Render the listing below as a Markdown table with the columns Row and Line, putting a row number in the first column and each non-blank line in the second. Omit the pictures.

GIVEN RECORDS.
= = = = = = =
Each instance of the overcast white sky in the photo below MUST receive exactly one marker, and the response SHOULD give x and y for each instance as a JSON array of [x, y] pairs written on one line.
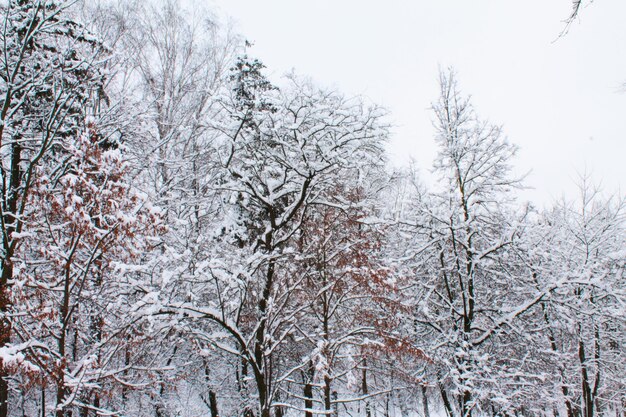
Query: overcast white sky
[[560, 100]]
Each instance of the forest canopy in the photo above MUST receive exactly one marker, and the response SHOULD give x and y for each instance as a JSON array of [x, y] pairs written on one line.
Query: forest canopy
[[184, 236]]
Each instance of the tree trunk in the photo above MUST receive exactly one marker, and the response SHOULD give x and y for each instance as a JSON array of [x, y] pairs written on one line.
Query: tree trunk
[[425, 401]]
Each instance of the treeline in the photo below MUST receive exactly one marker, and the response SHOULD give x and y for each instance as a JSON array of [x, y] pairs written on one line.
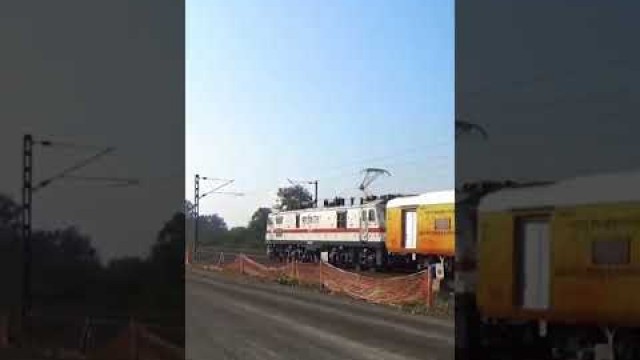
= = = = = = =
TASK SOLUTION.
| Row | Line |
|---|---|
| 1 | Each instance of the overcast white sky in the photo below MUST receive exactly one marker, and the response SHOULD give x and y for each instance as a JSON array of [x, y] pairs written on one line. |
| 2 | Query: overcast white sky |
| 3 | [[560, 100]] |
| 4 | Each instance of the forest canopy in the photo above MUST receive exactly one marker, and the response SHOULD give x and y for each instance as a JSON array of [x, y] pairs written on one line. |
| 5 | Query: forest canopy |
| 6 | [[184, 236]] |
| 7 | Each instance of the tree trunk in the photo above MUST receive exactly one marker, and the response SHOULD give x and y for each instance as a JSON array of [x, y] pairs written on one line. |
| 8 | Query: tree trunk |
| 9 | [[425, 401]] |
| 10 | Each instance of the treeline in the photo below MUST receive exactly one marker, and the response SHOULD give x and y for each instance as a JSON array of [x, y] pairs written on one line. |